* _ОТРЫВОК_
------------------------------------------------
Персональная победа Толстого соответствовала традиционным русским патриархальным ценностям, согласно которым жена должна была подчиняться мужу, дети — родителям и крепостные — помещикам. Выходившие из-под пера наиболее уважаемого русского писателя той эпохи романы и статьи Толстого приобретали почти религиозный статус. Кто мог сомневаться в том, что хорошая мать в «Анне Карениной» — это Китти, кормившая грудью ребенка, а плохая мать — это сама Анна, которая этого не делала? Кто бы не соблазнился идиллической картиной русского общества, укрепленного связью матери и вскормленного ею ребенка, противопоставляя ее коммерческому институту кормилиц, который заставлял женщин «сдавать внаем» свою грудь и продавать свое молоко? Представленная Толстым пасторальная картина России-матушки, населенной миллионами кормящих матерей и идеализированных крестьян была последней попыткой остановить время, продлить аграрные представления о женской природе и способности накормить.
В 1895 году российская императрица Александра Федоровна решила сама кормить своего первого ребенка — Великую княгиню Ольгу. Это настолько противоречило стандартной практике, что во дворец уже пригласили кормилиц, из которых предстояло выбрать кормилицу для новорожденной. Нет необходимости говорить, что все они разошлись по домам разочарованные.
------------------------------------------------
Записи из коллекции данных
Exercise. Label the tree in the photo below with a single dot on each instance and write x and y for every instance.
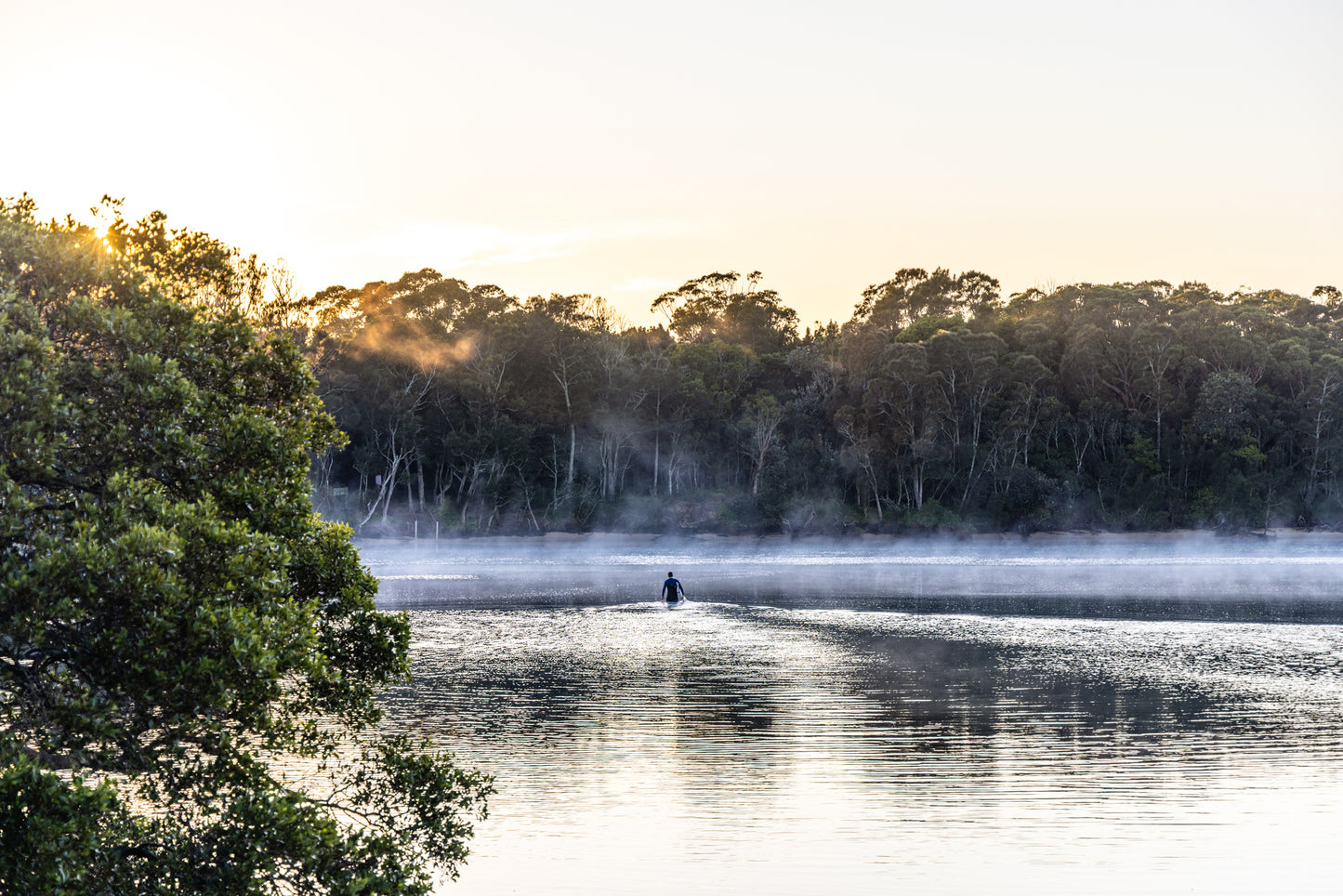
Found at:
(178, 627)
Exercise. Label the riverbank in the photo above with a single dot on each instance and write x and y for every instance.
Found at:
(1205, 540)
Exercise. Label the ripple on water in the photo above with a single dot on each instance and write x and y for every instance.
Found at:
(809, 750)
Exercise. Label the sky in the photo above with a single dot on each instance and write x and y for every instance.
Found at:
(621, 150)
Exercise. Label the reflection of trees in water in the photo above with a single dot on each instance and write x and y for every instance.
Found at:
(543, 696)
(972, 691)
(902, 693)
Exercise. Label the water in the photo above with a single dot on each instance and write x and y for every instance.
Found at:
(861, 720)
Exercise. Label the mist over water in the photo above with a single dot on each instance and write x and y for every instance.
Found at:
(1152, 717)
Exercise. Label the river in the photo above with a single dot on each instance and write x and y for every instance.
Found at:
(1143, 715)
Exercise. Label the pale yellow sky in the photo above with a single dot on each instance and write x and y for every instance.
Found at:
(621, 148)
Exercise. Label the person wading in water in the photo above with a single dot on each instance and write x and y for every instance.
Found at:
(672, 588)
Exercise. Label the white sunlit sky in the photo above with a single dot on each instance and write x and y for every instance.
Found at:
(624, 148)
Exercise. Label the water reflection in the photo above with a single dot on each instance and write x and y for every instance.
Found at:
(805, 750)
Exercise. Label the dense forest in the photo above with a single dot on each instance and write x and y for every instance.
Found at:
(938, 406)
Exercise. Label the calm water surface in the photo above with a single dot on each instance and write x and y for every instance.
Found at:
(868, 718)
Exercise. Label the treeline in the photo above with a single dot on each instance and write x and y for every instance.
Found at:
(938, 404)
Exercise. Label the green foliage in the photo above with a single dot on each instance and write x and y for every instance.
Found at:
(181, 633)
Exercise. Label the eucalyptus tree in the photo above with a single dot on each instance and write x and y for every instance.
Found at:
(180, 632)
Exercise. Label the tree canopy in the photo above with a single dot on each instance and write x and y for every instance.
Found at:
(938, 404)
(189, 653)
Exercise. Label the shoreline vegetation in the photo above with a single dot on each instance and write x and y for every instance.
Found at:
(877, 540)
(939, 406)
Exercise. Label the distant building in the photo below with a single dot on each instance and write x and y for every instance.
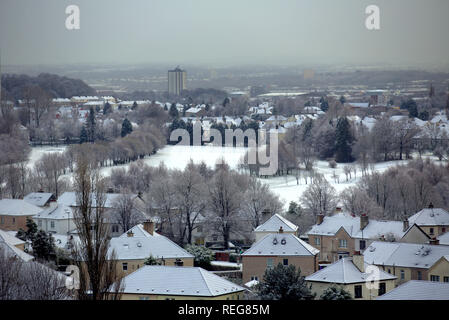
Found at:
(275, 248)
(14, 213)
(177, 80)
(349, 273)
------------------------------------------------
* _ВОПРОСЫ И ЗАДАНИЯ_
1 > Перепечатайте из отрывка фрагмент от слов «В 1895 году» до слов «по домам разочарованные.» включительно.
2 > Изложите содержание отрывка в двух предложениях.
Эти записи никак не связаны с отрывком.

* _ОТВЕТЫ ПО ЗАДАНИЯМ_
1 >
В 1895 году российская императрица Александра Федоровна решила сама кормить своего первого ребенка — Великую княгиню Ольгу. Это настолько противоречило стандартной практике, что во дворец уже пригласили кормилиц, из которых предстояло выбрать кормилицу для новорожденной. Нет необходимости говорить, что все они разошлись по домам разочарованные.

2 > Персональная победа Толстого соответствовала русским патриархальным ценностям, а его почти религиозно почитаемые произведения рисовали пасторальную Россию кормящих матерей в противовес коммерческому институту кормилиц, что было последней попыткой остановить время. В 1895 году императрица Александра Федоровна решила сама кормить свою первую дочь, Великую княгиню Ольгу, хотя во дворец уже пригласили кормилиц, и все они разошлись по домам разочарованными.